Some of the problems raised by the global project have yet to be resolved. Can a global approach integrate artistic peripheries into the canons of a history still far too oriented towards the universalist and linear model that particularly crystallizes the notion of modernism ? If, since the publication of the work Provincialism (1962) by Sir Kenneth Clark, the history of art has been engaged in a reflection on the spatial dimensions of artistic production, and has thus called upon concepts of ’center’ and ’periphery’, these two notions are still being associated with a hierarchical conception of artistic production. This tendency—to designate artistic "peripheries” as places where artistic production is less decisive for art history than in the presumed centers for artistic activity—remains strong to this day.
How do we overcome these prejudices, themselves linked to a historiography strongly determined by the canons of Western modernism focused first on Italy, then Paris, and finally New York ? Indeed, if only it were a question of embracing forgotten areas research, the historian would never leave this hierarchical presupposition. Retaining a canon in which the periphery would be measured as the focal point would further exile and subject the peripheries to a cartoonish diffusion model. However, by refusing to follow issues of progress or to compare them to the canon, peripheries are all the more excluded by forcing them to be places of "specificity" unrelated to the history of the so-called centers. Generally speaking, the very idea of a global history, where all would have a place, does not come out of Western conceptual models (James Elkins, Is Art History Global ?). Rather, this notion has been brought about by Western institutions—universities or museums—which always seem to win at the game of globalization which even the contemporary art market was able to absorb. Finally, the valorization of non-Western areas elicits the production of new peripheries : it has created a destructive Western model, more overbearing than what one would have thought because it drowns the stories and productions of already outlying areas in an even stronger oversight : specialists of Western or, in particular, Eastern European art cannot find their place in the discipline.

## Problems
(1) From the passage on centers and peripheries in art history, list the places it names as the successive focal points of Western modernism.
(2) Report every line of the records that contains the word "branch". Case counts.

## Extracted records
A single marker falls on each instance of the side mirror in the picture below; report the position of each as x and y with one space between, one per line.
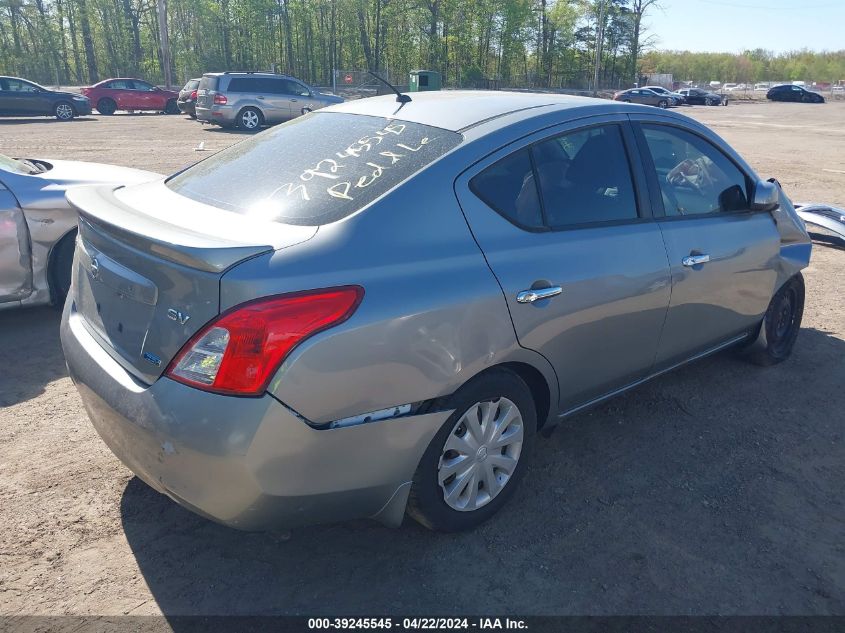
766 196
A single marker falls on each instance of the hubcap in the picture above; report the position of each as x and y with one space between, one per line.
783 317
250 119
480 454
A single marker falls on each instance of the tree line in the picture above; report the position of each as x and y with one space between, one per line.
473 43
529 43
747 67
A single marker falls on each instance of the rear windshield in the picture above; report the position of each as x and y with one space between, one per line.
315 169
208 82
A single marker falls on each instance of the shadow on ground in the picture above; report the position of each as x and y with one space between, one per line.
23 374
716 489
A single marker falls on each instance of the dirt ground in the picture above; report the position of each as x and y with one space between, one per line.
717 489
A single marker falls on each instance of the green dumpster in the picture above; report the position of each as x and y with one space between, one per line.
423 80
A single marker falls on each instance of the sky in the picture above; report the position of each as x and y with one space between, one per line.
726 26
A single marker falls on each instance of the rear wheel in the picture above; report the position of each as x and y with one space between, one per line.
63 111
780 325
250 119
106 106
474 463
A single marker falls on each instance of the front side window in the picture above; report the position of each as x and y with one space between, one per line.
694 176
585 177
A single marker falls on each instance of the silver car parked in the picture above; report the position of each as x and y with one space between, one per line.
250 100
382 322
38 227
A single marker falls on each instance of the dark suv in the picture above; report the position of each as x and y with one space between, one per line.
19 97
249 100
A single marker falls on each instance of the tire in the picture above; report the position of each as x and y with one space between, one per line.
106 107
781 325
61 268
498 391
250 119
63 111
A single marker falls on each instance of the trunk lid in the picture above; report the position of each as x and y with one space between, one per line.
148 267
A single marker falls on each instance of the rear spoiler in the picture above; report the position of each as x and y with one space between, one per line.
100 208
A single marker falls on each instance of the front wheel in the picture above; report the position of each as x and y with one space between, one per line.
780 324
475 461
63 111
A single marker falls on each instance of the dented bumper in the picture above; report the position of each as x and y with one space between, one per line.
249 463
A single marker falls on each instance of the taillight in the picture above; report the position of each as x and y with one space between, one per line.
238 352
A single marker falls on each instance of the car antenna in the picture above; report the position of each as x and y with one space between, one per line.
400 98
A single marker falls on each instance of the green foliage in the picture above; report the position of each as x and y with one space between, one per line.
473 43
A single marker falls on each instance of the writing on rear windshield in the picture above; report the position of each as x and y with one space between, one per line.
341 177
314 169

==

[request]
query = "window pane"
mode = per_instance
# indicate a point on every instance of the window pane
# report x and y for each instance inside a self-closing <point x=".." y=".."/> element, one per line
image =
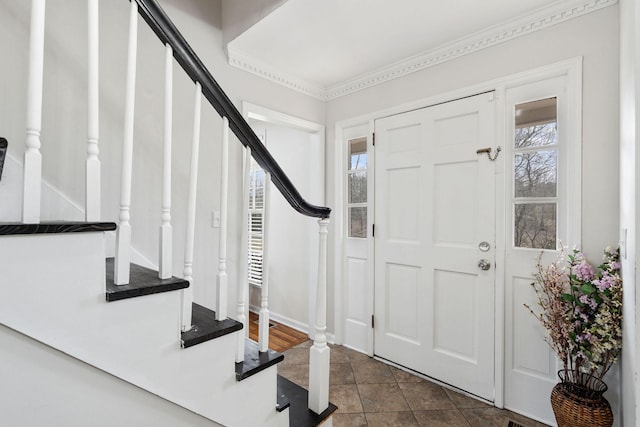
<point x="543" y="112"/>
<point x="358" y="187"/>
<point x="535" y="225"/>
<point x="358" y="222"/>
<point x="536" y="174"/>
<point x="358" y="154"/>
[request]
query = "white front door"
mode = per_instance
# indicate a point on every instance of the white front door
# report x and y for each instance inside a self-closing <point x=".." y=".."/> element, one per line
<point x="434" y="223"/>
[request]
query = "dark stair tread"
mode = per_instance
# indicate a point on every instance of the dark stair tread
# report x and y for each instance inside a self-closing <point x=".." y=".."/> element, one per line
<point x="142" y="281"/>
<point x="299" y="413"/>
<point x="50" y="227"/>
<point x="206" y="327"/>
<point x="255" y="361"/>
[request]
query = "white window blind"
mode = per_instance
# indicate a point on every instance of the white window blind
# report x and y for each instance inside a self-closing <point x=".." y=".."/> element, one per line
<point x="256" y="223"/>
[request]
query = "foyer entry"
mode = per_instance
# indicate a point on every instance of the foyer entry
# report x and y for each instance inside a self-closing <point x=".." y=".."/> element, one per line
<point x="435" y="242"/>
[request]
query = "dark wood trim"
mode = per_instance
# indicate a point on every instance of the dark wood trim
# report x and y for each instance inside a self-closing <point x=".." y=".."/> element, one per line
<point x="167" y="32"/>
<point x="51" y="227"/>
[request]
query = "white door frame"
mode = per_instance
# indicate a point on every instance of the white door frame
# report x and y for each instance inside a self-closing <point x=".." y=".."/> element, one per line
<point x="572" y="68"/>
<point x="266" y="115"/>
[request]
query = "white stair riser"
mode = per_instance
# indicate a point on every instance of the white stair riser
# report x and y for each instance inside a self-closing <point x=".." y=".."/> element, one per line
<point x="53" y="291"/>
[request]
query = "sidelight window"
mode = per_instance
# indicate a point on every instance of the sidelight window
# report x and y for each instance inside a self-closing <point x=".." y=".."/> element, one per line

==

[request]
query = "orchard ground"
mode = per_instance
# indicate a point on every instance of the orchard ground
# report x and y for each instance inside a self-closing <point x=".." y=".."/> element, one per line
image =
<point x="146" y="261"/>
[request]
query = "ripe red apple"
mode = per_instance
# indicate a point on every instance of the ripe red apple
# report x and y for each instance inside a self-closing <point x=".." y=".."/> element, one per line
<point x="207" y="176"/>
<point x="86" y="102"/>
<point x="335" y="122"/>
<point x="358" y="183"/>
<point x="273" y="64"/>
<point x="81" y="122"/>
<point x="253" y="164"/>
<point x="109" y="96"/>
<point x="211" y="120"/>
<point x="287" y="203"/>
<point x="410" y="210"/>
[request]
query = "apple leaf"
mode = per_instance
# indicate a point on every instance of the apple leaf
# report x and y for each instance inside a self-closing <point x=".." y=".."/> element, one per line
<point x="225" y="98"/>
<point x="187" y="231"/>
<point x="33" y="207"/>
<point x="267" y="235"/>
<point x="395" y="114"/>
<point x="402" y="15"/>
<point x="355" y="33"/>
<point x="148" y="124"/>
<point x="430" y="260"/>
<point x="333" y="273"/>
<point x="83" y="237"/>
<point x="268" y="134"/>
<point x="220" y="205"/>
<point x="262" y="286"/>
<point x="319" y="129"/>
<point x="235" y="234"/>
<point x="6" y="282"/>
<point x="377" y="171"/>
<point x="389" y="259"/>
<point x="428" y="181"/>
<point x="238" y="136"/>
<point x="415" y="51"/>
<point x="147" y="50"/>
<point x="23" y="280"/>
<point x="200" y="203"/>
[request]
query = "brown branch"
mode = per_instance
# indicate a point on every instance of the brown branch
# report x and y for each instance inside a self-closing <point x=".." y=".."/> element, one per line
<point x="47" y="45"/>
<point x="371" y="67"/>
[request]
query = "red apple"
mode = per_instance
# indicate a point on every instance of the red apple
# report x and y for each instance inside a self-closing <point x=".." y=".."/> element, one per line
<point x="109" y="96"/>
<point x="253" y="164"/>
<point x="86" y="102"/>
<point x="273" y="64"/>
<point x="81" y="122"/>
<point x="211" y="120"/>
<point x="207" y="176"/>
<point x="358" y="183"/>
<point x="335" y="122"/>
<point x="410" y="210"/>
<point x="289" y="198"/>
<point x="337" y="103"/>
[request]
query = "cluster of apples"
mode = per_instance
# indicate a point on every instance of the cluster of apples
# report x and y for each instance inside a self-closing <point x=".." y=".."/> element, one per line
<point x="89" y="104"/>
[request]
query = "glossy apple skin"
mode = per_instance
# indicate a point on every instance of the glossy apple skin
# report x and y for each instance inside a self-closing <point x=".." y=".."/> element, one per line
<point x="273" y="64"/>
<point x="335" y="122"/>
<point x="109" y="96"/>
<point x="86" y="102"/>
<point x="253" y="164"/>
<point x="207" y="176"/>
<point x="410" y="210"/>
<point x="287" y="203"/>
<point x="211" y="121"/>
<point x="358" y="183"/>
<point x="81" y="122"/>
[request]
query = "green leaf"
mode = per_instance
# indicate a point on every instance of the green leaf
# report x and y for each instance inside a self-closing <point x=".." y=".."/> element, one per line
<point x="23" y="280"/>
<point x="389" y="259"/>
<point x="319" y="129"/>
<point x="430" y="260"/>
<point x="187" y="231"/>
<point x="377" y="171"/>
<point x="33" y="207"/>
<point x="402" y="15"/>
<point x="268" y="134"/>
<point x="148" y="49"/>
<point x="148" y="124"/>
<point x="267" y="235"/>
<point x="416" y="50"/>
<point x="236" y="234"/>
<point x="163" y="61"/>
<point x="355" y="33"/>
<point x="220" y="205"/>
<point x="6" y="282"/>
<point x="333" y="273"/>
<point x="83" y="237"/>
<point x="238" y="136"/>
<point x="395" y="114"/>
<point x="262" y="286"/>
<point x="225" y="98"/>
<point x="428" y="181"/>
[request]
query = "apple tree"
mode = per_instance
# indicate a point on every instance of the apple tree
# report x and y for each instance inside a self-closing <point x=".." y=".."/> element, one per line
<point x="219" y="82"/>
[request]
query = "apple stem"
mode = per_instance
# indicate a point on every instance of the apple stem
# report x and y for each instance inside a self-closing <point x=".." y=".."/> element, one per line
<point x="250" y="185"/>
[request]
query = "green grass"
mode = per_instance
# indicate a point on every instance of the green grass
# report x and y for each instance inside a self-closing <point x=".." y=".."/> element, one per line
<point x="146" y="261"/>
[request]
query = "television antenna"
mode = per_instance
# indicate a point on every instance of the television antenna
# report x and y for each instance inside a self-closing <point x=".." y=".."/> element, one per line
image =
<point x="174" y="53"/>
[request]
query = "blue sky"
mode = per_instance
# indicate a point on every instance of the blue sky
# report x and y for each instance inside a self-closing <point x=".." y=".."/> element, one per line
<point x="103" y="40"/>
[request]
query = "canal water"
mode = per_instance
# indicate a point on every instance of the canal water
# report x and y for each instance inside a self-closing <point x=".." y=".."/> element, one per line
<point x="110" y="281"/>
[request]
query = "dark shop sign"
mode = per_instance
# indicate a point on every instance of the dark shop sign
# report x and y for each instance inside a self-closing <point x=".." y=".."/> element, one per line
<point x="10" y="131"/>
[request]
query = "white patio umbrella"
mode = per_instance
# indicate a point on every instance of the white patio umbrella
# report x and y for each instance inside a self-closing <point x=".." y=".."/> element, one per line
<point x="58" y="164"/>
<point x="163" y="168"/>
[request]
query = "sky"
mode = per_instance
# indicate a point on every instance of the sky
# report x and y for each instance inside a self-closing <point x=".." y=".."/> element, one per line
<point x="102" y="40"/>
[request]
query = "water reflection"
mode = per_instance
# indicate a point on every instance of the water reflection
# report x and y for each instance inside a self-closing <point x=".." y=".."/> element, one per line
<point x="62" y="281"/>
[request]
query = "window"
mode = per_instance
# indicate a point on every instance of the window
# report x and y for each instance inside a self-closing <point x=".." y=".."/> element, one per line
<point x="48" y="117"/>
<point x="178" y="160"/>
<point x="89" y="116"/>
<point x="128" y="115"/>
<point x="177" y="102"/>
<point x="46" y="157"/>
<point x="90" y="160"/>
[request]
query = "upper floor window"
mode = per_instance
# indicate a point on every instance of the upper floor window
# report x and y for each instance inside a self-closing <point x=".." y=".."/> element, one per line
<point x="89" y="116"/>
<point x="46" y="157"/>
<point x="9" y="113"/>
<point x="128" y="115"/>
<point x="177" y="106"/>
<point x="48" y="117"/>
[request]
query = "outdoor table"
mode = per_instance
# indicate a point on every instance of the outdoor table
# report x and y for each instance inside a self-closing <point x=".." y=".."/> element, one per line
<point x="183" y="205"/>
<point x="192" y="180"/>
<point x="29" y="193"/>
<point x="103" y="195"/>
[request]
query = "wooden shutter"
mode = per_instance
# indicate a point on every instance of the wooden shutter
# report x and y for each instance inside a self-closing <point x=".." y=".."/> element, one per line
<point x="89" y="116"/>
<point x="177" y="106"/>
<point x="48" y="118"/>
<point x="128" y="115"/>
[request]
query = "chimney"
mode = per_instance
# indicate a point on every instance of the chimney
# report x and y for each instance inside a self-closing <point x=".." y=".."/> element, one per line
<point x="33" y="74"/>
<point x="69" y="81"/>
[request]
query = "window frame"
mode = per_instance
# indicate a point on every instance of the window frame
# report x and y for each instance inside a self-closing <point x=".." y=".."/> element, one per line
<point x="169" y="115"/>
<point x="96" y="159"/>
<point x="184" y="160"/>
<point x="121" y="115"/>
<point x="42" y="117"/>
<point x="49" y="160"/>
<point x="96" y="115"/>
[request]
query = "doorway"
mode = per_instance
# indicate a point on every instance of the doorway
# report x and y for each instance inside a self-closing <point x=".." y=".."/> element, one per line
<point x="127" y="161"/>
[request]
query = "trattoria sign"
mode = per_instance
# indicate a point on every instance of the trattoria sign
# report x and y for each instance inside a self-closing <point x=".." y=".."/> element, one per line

## Responses
(1)
Italy
Paris
New York

(2)
query = "brown branch"
# indicate a point on every instance of the brown branch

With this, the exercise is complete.